### About this exercise
Write the records below out again. Match them exactly.

### Data to use
....................

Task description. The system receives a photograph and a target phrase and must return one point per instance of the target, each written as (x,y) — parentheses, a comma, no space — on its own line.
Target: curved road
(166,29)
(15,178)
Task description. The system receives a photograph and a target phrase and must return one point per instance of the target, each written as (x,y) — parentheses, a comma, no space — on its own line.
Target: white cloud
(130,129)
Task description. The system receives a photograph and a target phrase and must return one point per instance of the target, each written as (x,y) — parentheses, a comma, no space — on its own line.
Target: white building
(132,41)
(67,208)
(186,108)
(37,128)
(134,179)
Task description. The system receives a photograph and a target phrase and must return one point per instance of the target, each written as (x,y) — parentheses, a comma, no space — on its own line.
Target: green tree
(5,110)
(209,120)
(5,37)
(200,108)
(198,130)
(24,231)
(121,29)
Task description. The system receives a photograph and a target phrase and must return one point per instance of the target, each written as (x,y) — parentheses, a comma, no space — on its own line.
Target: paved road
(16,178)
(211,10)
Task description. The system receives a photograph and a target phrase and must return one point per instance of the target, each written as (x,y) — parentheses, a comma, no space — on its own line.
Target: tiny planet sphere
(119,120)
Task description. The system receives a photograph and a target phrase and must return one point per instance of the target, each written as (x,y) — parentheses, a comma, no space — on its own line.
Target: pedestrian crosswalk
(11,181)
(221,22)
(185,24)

....................

### Exercise result
Task description. The system receives a photograph and a target phrase and must return one point per instance of the target, each written as (x,y) — parentheses, a comma, no space — on its own line.
Target: curved road
(166,29)
(15,178)
Task description. The system receives a photograph and a target phrase and must return one point per instance of the target, each written as (x,y) — parentheses, a comma, no space — on its own line.
Target: white cloud
(130,129)
Task description. The system receives a photograph and a target phrase and must return one point per instance of the target, each written as (x,y) — parentheses, a comma, no space — on its own line.
Target: white building
(132,41)
(67,208)
(186,108)
(37,128)
(134,179)
Task description. The system receives a photograph and a target phrase and must return one point per instance of the target, each written as (x,y) — parentheses, a comma, no space — on its own line.
Target: green tree
(5,110)
(209,120)
(5,37)
(200,108)
(198,130)
(24,231)
(121,29)
Task description. The system receives a photograph and a target phrase and must return one point per instance of the target, each written as (x,y) — parentheses, a comma, no space — on its own line.
Target: paved road
(16,178)
(211,10)
Task description. The system receives a photograph and a target phrase and must return one point per instance of the target, each written as (x,y) — parentheses, a comma, no space — on its own line.
Target: tiny planet sphere
(119,120)
Task description. The system receives a photograph and a target phrase and must return one point per instance of the target, each written as (x,y) — parentheses, a comma, no space — on its own line.
Target: pedestrian crosswalk
(11,181)
(221,22)
(185,24)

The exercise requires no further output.